From the first line of the records below through the line containing "positive clicks: (55, 89)", copy everything exactly and nothing more.

» **RECORDS TO USE**
# # # #

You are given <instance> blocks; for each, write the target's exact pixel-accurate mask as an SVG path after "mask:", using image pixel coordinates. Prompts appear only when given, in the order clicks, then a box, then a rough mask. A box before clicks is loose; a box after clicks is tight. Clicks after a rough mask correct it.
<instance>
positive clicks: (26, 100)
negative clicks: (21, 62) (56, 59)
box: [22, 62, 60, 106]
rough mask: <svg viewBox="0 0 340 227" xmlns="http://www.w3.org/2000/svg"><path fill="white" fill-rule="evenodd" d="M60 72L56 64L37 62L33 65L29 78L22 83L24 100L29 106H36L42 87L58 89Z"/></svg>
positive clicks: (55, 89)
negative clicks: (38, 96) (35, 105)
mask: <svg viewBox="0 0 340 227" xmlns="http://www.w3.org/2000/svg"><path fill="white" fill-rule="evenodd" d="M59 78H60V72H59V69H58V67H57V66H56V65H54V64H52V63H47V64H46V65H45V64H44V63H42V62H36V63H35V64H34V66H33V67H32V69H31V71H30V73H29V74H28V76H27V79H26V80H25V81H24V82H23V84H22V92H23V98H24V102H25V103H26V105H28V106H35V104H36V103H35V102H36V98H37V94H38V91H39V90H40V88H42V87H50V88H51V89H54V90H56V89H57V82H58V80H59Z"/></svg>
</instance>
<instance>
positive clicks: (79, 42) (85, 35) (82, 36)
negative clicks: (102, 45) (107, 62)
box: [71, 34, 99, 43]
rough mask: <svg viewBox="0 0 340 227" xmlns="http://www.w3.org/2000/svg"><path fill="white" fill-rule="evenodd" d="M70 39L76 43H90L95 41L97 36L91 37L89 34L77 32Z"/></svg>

# # # #

» **ANSWER SECTION**
You are given <instance> blocks; for each, write the target's exact pixel-accurate mask as an SVG path after "mask:", using image pixel coordinates. Prompts appear only when given, in the order clicks, then a box, then a rough mask. A box before clicks is loose; a box after clicks is tight. Clicks after a rough mask correct it.
<instance>
positive clicks: (26, 100)
negative clicks: (21, 62) (56, 59)
box: [22, 62, 60, 106]
rough mask: <svg viewBox="0 0 340 227" xmlns="http://www.w3.org/2000/svg"><path fill="white" fill-rule="evenodd" d="M60 72L56 64L37 62L33 65L29 78L22 83L24 100L29 106H36L42 87L58 89Z"/></svg>
positive clicks: (55, 89)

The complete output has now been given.